Supplied data.

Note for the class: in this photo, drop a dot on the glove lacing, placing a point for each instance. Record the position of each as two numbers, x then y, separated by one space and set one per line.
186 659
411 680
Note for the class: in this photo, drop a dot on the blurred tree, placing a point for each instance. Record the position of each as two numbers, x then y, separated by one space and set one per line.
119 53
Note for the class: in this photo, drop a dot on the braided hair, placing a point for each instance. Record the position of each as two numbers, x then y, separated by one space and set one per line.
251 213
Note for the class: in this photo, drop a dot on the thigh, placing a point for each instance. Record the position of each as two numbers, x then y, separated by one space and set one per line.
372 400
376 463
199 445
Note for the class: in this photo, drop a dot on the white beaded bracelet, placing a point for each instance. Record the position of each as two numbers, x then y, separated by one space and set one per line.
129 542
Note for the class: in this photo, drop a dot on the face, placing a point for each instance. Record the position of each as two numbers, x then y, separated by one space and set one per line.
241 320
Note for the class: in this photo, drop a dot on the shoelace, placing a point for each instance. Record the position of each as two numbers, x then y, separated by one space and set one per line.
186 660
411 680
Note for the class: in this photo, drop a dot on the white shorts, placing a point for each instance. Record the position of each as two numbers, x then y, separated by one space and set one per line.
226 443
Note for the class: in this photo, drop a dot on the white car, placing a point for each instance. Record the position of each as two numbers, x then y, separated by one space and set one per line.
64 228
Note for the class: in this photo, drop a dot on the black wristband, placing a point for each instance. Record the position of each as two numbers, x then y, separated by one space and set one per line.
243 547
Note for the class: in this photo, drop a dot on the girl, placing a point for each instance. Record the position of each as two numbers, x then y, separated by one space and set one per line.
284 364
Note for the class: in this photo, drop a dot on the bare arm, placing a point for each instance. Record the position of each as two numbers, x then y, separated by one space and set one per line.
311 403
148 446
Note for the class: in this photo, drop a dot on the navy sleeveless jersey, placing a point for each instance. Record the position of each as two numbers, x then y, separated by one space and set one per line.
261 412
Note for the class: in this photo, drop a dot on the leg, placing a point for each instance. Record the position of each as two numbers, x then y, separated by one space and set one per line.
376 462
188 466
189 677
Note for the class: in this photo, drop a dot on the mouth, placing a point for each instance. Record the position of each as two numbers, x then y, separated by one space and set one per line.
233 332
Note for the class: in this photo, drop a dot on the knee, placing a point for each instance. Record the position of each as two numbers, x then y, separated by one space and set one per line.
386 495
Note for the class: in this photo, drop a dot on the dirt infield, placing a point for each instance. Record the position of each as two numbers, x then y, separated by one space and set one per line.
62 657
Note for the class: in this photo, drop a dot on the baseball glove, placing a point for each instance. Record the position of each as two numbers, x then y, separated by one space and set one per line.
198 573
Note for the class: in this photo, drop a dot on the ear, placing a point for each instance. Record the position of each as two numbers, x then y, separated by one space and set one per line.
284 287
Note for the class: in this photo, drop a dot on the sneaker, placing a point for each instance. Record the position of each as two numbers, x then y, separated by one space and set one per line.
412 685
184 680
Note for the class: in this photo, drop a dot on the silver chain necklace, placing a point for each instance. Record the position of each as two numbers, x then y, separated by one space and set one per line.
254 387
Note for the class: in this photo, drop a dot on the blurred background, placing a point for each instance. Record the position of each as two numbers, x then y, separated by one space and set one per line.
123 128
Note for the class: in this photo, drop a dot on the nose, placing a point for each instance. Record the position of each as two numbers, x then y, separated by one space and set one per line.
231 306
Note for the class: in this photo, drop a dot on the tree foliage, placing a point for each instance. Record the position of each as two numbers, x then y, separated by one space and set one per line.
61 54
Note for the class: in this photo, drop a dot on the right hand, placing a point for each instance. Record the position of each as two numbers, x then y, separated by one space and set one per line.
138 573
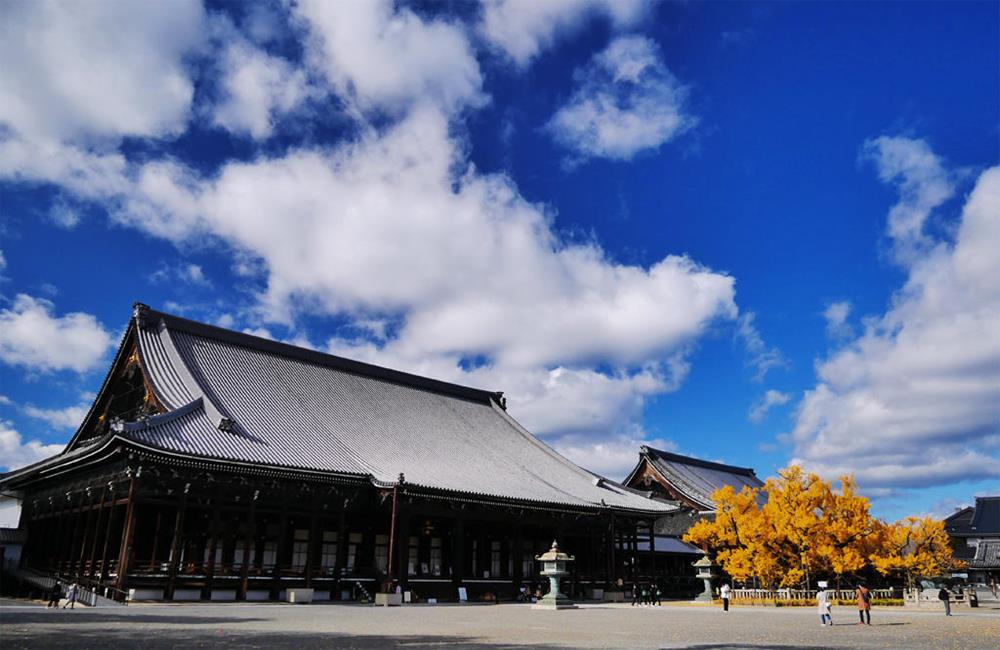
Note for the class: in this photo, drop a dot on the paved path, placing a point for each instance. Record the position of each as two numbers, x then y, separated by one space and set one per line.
152 627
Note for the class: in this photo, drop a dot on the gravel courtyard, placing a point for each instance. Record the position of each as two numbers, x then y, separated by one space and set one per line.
474 626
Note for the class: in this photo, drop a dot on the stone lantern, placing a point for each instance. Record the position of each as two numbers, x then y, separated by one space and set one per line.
554 566
704 568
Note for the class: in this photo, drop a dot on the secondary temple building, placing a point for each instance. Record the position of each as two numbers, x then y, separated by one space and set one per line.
217 465
688 481
975 539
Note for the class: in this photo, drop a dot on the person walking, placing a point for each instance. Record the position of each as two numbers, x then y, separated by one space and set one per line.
823 602
71 594
864 596
55 595
945 598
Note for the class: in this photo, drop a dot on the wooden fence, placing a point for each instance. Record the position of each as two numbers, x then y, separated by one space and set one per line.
808 594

Task to complete. Copy the whole of the material above exactly, but not its images.

Answer.
Note for the class: in this photo, drop a dot on the glove lacing, placing a point for each instance. Record the position of each as two numbers, x then y, separated by one space and set one per line.
186 659
411 680
Note for the class: in this photo, drop a dot on the blurred tree, placing a point for each instance. Record the position of each as two numbers, x then y, separated by one space and set one per line.
119 53
Note for the class: in this photo, drop a dot on the braided hair, placing a point for each instance. Record the position of each as two numbers, x then y, separated by one space and set one per line.
251 213
Note for the class: in this photo, drop a dot on the thigh, placing a point for each instance. Record the position of each as two numbers, x then y, separated by one space and set one per line.
372 400
376 463
199 445
Note for the class: in this photo, drop a dot on the white beaded bracelet, placing a point for each instance. Record the position of each as two numbers, x then y, separated by one space and set one per line.
129 542
Note for the class: in this photo, drop a dot on the face, placing a point for each instance. Record the position of each as two numbers, x then y, separated by one space and set one per line.
241 320
Note for the class: in this photo, drop a dot on the shoelace, placing a point for each instance. Record the position of each as two numbers, x then y, separated by one space and set one per line.
186 660
411 680
Note for the class: in this photo, drop a dot on the white shorts, placing a point for each instance. Record the position of each as two numbers, x then y, separated by one space and set one per line.
226 443
Note for the class: in this photo, drop a dot on the white car, placing a point for each instance. Record the position of each as two numbers, x then y, separated by one space and set one per line.
64 228
Note for the class: in this photo, drop a dot on the black wristband, placing a point for each instance. Record the position of each as two numbers, x then y, separated by one space and set one per line.
243 547
Note for the class: in this photo, drop a dot on the girl, placing a point for each instance. Record the position of each as two numbers, x then y, separated by one space and set one per line.
284 364
Note for the class: in this photo, drop a dot on the bare arm, placing a point for each instance. Record the position of each as two numbers, x then y, separated by one space and set one per line.
311 403
148 446
Note for the class: in this photo, drop a dot on the navy sleeveless jersey, placing a point for each instance. Record the position of each as two numbers, x then y, separated by one space and set one per line.
261 412
Note for the class: in this photo, drop a dot on the leg, placing a point for each instance. Record the position of each as two numbers, x then y, separated by one space and set one per line.
376 462
188 466
189 677
Note for the class: in this photo, drop a dot on the mouth, placing a point for each instance. Record the position of each as two numbers, x then y, separated by one space and set one per line.
233 332
Note for the class: in this photo, drop a dot on the knee, placing a point for each instance. Record the position of each as two numbers, x then y, separated by one space and set one per line.
386 495
Note for the class: in this photo, drop a dot on the dirt infield, placing a point for each instance. Record the position of each as two numbers, x then y, separated by one space and set one per line.
62 657
Note for the class: in this photo, drop a dot on the baseball glove, placing a point for each instance. Record the position of each as two numbers, x then y, separated by one space and set one per line.
198 573
Note for the class: in this photo, drop a dot on the ear, placing a point for each instance. Record the position of each as two numbers, x then y, separated by one space and set one per line.
284 287
Note for the class: in this photo, drop a dot on the sneaker, placing a point for each instance. Record the position of each as two numbers, x then y, separated by one space and set one per line.
412 685
184 680
Note for the class: in this photo, drop a dot on the silver chain necklace, placing a point for each instance. Record the position of each as two numbers, x then y, separated by one space and set one per line.
254 387
Note for the class: in this photo, drop a dot on the blurred background, placing a point for each instance. Record the position of each as two numbers, x then y, separated by one space and set one per line.
123 128
Note for the class: in this photo, drop a dot on the nose, placing a point for each instance. Record the position of each as two numbers, x then y, separated by one space and set one per line.
231 306
Note for the class: in this photo, drop a dot on the tree foliage, placing a point for each instance. Record the position of each as two numbers, x then y, separated by one space and set one per line.
61 54
Note for the class: in this photo, drop a dot on the right hand, placing a point for each instance. Record the position of each as two numbers, x then y, separated by one space and set one per line.
138 573
Note for the class: in this photo, drop a dot on the paved path, placing a point for each instance. Record the position of each as two numbers, x then y, separated by one space and set one per line.
152 627
Note for the class: in this photo, drop a dot on the gravel courtyard, placing a point for each instance. Record the position of each as two numbers, x then y, separated by one space and set one per line.
474 626
Note for the class: in this photo, drop a dot on the stone lantern, placing a point for each instance. Record the position of each as two numbers, x then y, separated by one space and set one per line.
554 566
704 568
Note for the class: in this photo, drop a dot on the secondary temple building, placing a point for each instance. Record the position of each as two numbers, x then y, separated by one space and set one per line.
217 465
688 481
975 539
Note for the class: in this photo, drop a dot on the person walking, placing a point for each instance. Record the position of each as two numbers, x then y, separated by one space and set one per line.
823 602
71 594
864 596
55 595
945 598
Note for the class: in this photo, drop a dot on the wooden fence, placing a point for each instance. Record the position of each as two numbers, x then y, separated by one space and set one per line.
808 594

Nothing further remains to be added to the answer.